-- SUPPLIED TEXT --
Supply-Side Economics and the Breaking of the American Dream

By Cory Wright-MaleyPublished about 10 hours ago 6 min read
Trickle Them Down, But Not Out
Photo by Camille Airvault on Unsplash

The thing about smart people is that they should know better, but alas, intelligence is not the same as wisdom. Not only do the mistakes of experts too short on vision—when they are not corrected—have the potential to do great and far-reaching damage, but they also undermine public confidence in the very notion of expertise. This is particularly so when expertise is wielded in defence of the rich and powerful as a cudgel against those laid low. As an academic, this lack of faith in “so-called experts” is painful to see as it plays out in the spread of dis-/misinformation, conspiracy theories, and anti-intellectualism writ large. But it is also an understandable impulse given the catastrophic failure of an economic ideology pushed by certain economic experts. Supply-side economics has shaped a broken system for the last half-century and has arguably done more to undermine the fabric of the American Dream than any policy framework of the past century.

Supply-side economics—derisively referred to as trickle-down economics—is a term many people have heard. It is a deceptively simple, and ultimately inaccurate, description of how supporters of theory said it was supposed to work. The idea, boiled down to its essence, is that if a leader wished to see the economy grow, they could most effectively stimulate that growth by giving wealth to those at the top by way of tax cuts and corporate subsidies; that wealth would then trickle down to benefit everyone, even the most disadvantaged. The theory caught the eye of leaders in the 70s and 80s, who began slashing taxes, believing that economic growth would make up for the lost revenue. When they didn’t, they redoubled the tax cuts and began cutting social programs to pay for them, rather than abandoning the failed policy.

You might think to ask, did these tax cuts lead to economic growth? Yes. They led to growth like a Red Bull leads to a productive all-nighter. The boost to consumer spending was measurable, but ultimately unsustainable. As the temporary growth petered out, these economies began to feel the hangover. The cuts ultimately increased state and federal deficits that have served as a drag on growth, undermined the social safety nets, which, in turn, led to growing consumer debt and bankruptcy, breathed life into ballooning inequality, and robbed the working class of the fruits of their growing productivity.

Sure, those costs were real, but they were future costs, long-term costs that couldn’t be neatly packaged into soundbites for one’s political advantage. But the short-term hit of economic adrenaline served the goals of those whose political incentives were driven by short-term interest: “It’s the economy, dummy.” And so, more tax cuts were proffered and more again.

They never did pay for themselves.

-- GIVEN INFORMATION --

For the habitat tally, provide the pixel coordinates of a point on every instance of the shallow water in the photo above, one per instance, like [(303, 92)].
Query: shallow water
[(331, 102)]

-- SHORT EXERCISE --
Write what comes next in the essay on supply-side economics, picking up after "They never did pay for themselves."

-- WRITTEN ANSWER --
Teeth were gnashed and fists were shaken as deficits continued to grow. Yet more cuts to taxes and social programming were made while investments in the public weal were shelved. Infrastructure can wait, education can wait, healthcare can wait, housing can wait. Look: the Dow keeps climbing. And climb it has. Millionaires became billionaires: Aren’t they just precious examples of the fruits of American initiative? But are they?

The tax cuts benefited the wealthiest individuals and corporations most dramatically. Over the last thirty years, the top 10% of families saw their share of wealth rise to 72% of all household wealth in the United States. The bottom half of families during this same period has been held down to 2% of the share of family wealth. The top-heavy distributions of wealth led those with it to seek ever-new vehicles to grow it: stocks, bonds, crypto, credit-default swaps while those in charge removed the guardrails under the mantel of deregulation. These were the vessels with which speculative bubbles rose to new heights. They left economic instability in their wake. The subsequent implosions fell hardest on those who had the least to gain from this adventurism: The rising tide raised the yachts but sank the rowboats.

The results of this instability ought to have been obvious to the experts who promoted this broken ideology. After all, it was a key driver of the Great Depression. Humourist Will Rogers chastised President Hoover’s dabbling in supply-side economics as ignorance after he lost the 1932 election:

“This election was lost four and six years ago, not this year. They [Republicans] didn’t start thinking of the old common fellow…. The money was all appropriated for the top in the hopes that it would trickle down to the needy. Mr. Hoover was an engineer. He knew that water trickles down. Put it uphill and let it go and it will reach the driest little spot. But he didn’t know that money trickled up.”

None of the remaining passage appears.